• TASK PROMPT:
Pull every line containing the word "bucket" out of the material below.
[[ RECORDED INFORMATION open ]]
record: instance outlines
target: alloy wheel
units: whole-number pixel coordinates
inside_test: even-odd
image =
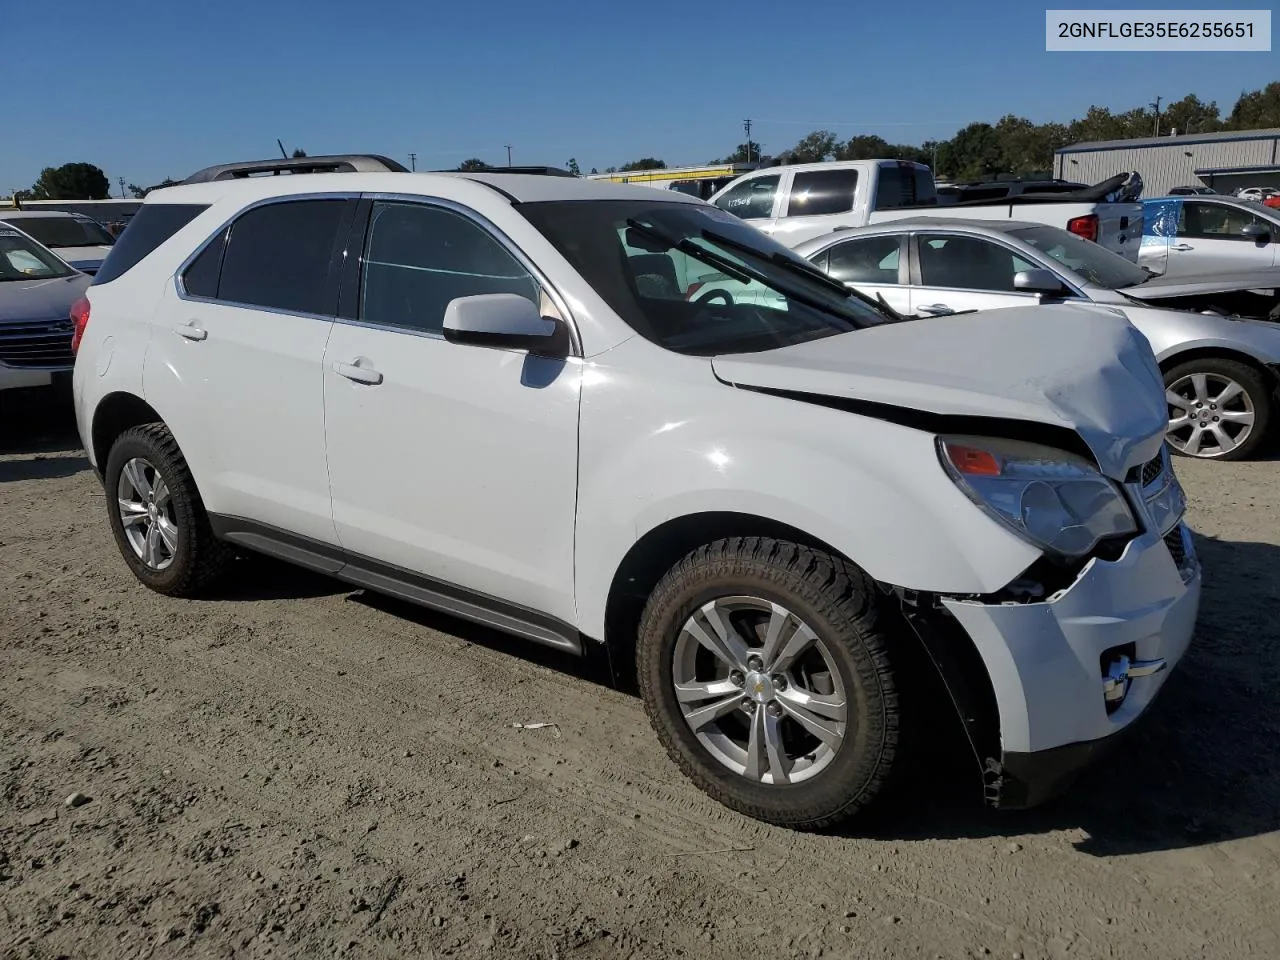
[[[672,659],[685,723],[747,780],[807,780],[844,743],[848,702],[835,659],[781,604],[749,596],[703,604],[681,628]]]
[[[1189,457],[1221,457],[1253,433],[1253,400],[1230,377],[1188,374],[1168,386],[1165,400],[1169,404],[1169,444]]]
[[[178,552],[178,523],[164,477],[150,462],[134,457],[120,471],[116,502],[134,555],[151,570],[167,569]]]

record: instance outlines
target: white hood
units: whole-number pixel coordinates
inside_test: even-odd
[[[1065,427],[1115,479],[1156,455],[1168,423],[1147,340],[1124,318],[1086,306],[890,323],[712,366],[738,386]]]

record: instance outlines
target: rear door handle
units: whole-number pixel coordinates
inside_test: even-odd
[[[353,363],[334,363],[333,372],[340,377],[346,377],[355,383],[363,383],[370,387],[376,387],[382,382],[382,374],[373,367],[361,366],[358,360]]]
[[[1175,244],[1174,244],[1172,247],[1170,247],[1169,249],[1170,249],[1170,250],[1194,250],[1194,249],[1195,249],[1195,247],[1193,247],[1193,246],[1192,246],[1191,244],[1189,244],[1189,243],[1175,243]]]
[[[205,340],[209,336],[209,331],[201,327],[194,320],[187,323],[174,324],[173,332],[188,340]]]

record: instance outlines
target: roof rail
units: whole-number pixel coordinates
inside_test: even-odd
[[[290,157],[281,160],[250,160],[222,163],[197,170],[182,183],[211,183],[214,180],[242,180],[252,176],[282,173],[408,173],[409,169],[376,153],[342,153],[324,157]]]
[[[576,177],[576,173],[570,173],[561,167],[482,167],[479,170],[437,170],[437,173],[523,173],[536,174],[545,177]]]

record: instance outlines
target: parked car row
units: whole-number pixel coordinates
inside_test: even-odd
[[[0,390],[70,375],[71,306],[89,286],[43,244],[0,221]]]
[[[1025,807],[1152,704],[1201,574],[1120,311],[904,323],[675,191],[374,160],[155,190],[73,307],[141,583],[259,551],[603,655],[694,783],[795,828],[887,796],[930,707]]]

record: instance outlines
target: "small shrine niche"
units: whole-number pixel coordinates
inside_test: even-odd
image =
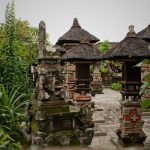
[[[90,91],[90,66],[89,64],[76,64],[76,91],[80,94],[82,92],[89,93]]]
[[[139,99],[141,96],[141,68],[136,67],[138,61],[126,61],[123,64],[122,70],[122,90],[123,99]]]

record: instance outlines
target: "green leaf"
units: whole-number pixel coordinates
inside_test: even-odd
[[[145,82],[141,87],[140,87],[140,95],[144,94],[145,90],[150,86],[149,82]]]
[[[141,61],[140,63],[138,63],[137,65],[135,65],[136,67],[141,67],[143,65],[143,62]]]
[[[2,94],[2,92],[0,91],[0,98],[2,97],[2,95],[3,95],[3,94]]]
[[[148,49],[150,50],[150,44],[148,45]]]
[[[148,82],[150,82],[150,72],[148,72],[147,74],[145,74],[144,79]]]

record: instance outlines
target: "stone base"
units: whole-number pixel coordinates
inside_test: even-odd
[[[121,130],[117,130],[116,134],[118,136],[119,143],[124,147],[134,145],[144,146],[143,142],[146,139],[146,135],[143,131],[141,131],[141,133],[130,133],[123,135]]]
[[[145,150],[144,144],[124,145],[120,139],[111,139],[111,142],[119,150]]]

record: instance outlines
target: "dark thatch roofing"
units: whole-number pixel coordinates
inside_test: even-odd
[[[72,27],[58,39],[56,45],[63,45],[64,43],[80,43],[82,39],[85,38],[88,39],[90,43],[96,43],[99,41],[97,37],[82,29],[77,18],[74,18]]]
[[[147,42],[150,42],[150,25],[146,27],[144,30],[140,31],[137,36]]]
[[[100,59],[101,55],[98,49],[94,48],[88,42],[81,42],[78,46],[71,48],[62,56],[63,61],[98,61]]]
[[[137,37],[134,26],[129,27],[129,32],[124,40],[117,44],[114,49],[102,55],[102,59],[143,59],[150,58],[149,43]]]
[[[65,53],[66,52],[66,49],[62,46],[59,46],[59,45],[55,45],[54,46],[56,48],[56,50],[60,53]]]

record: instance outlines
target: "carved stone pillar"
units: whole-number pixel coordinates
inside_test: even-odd
[[[121,125],[117,130],[119,141],[123,145],[142,144],[146,135],[142,130],[141,119],[141,69],[134,67],[137,62],[125,62],[123,65]]]

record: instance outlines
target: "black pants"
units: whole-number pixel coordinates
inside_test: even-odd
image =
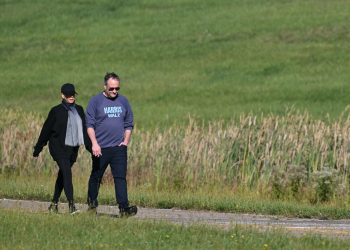
[[[72,166],[74,161],[70,159],[58,159],[56,160],[60,170],[58,171],[58,176],[55,185],[55,193],[53,195],[52,202],[57,203],[62,190],[66,194],[69,203],[73,203],[73,182],[72,182]]]
[[[98,206],[97,196],[100,189],[101,180],[108,164],[111,166],[114,178],[115,196],[119,208],[129,206],[128,191],[126,185],[127,170],[127,147],[117,146],[112,148],[102,148],[102,156],[92,155],[92,171],[89,179],[88,204]]]

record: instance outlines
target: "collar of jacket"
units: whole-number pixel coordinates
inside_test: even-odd
[[[75,106],[75,102],[72,104],[69,104],[66,100],[62,99],[62,106],[66,109],[66,110],[71,110],[70,106]]]

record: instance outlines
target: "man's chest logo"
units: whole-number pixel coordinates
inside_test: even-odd
[[[105,107],[103,108],[105,111],[105,114],[108,115],[108,117],[120,117],[120,113],[123,112],[122,107]]]

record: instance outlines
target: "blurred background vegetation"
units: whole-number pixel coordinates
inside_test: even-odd
[[[348,104],[342,0],[0,0],[0,106],[47,115],[60,87],[86,107],[121,77],[140,128],[285,105],[334,119]]]

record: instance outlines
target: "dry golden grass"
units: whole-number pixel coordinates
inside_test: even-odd
[[[32,157],[44,119],[35,113],[0,111],[2,173],[42,175],[57,167],[45,147]],[[174,123],[164,129],[134,129],[129,145],[131,186],[156,188],[265,186],[277,171],[304,166],[308,173],[330,167],[348,176],[350,119],[316,120],[308,112],[287,109],[283,116],[241,114],[231,121]],[[91,169],[81,149],[74,174]]]

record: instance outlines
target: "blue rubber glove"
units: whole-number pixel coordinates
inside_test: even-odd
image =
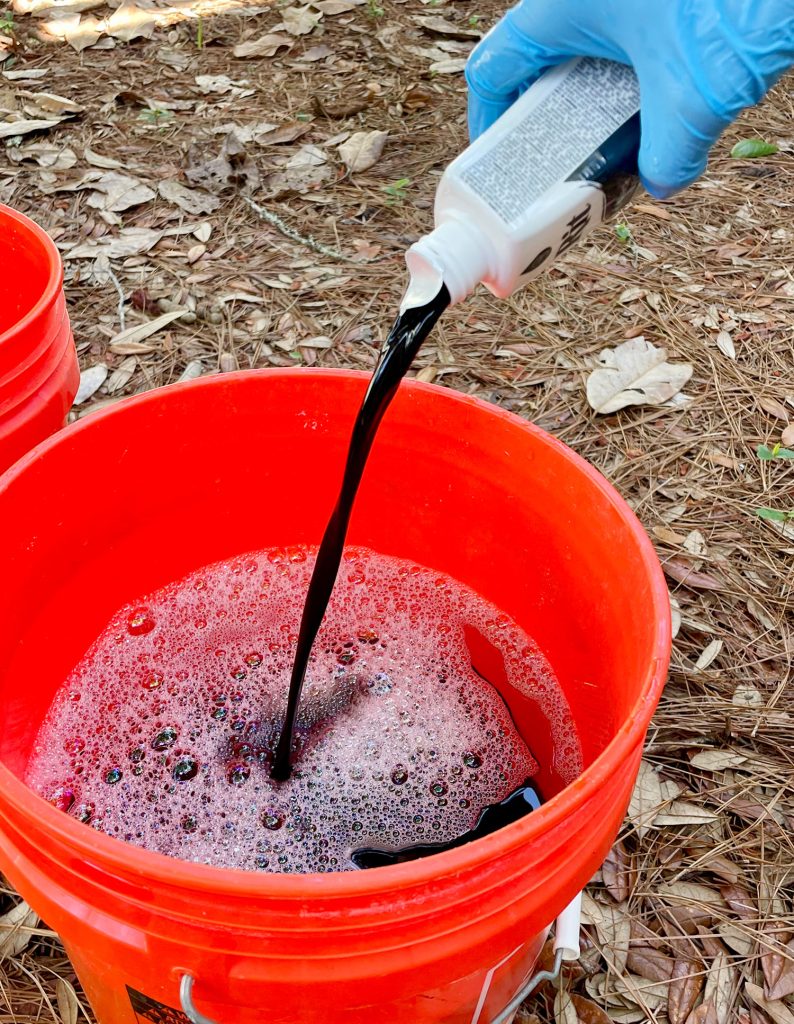
[[[672,195],[794,63],[794,0],[522,0],[469,58],[472,139],[543,71],[570,57],[631,64],[640,82],[640,175]]]

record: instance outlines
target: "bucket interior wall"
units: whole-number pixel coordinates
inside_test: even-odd
[[[50,254],[25,225],[0,216],[0,336],[29,313],[52,273]],[[12,272],[13,268],[13,272]]]
[[[88,419],[7,484],[0,759],[12,771],[122,604],[217,559],[319,541],[366,379],[287,371],[210,383],[147,396],[102,429]],[[349,542],[448,573],[511,615],[551,661],[588,764],[648,678],[658,623],[639,540],[600,477],[570,460],[462,396],[403,388]],[[548,762],[531,703],[507,696]]]

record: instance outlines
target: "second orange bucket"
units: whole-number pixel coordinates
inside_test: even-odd
[[[384,420],[349,540],[462,580],[535,638],[577,724],[580,778],[487,838],[326,875],[168,859],[20,781],[53,694],[121,605],[240,552],[317,543],[366,384],[287,370],[176,385],[0,478],[0,869],[62,935],[100,1024],[491,1024],[617,834],[669,657],[653,548],[558,441],[416,382]],[[104,471],[81,475],[76,501],[86,465]],[[512,710],[521,728],[529,709]]]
[[ RECORDED INFORMATION closed ]]
• EXERCISE OUTPUT:
target: "bucket interior wall"
target: "second orange bucket"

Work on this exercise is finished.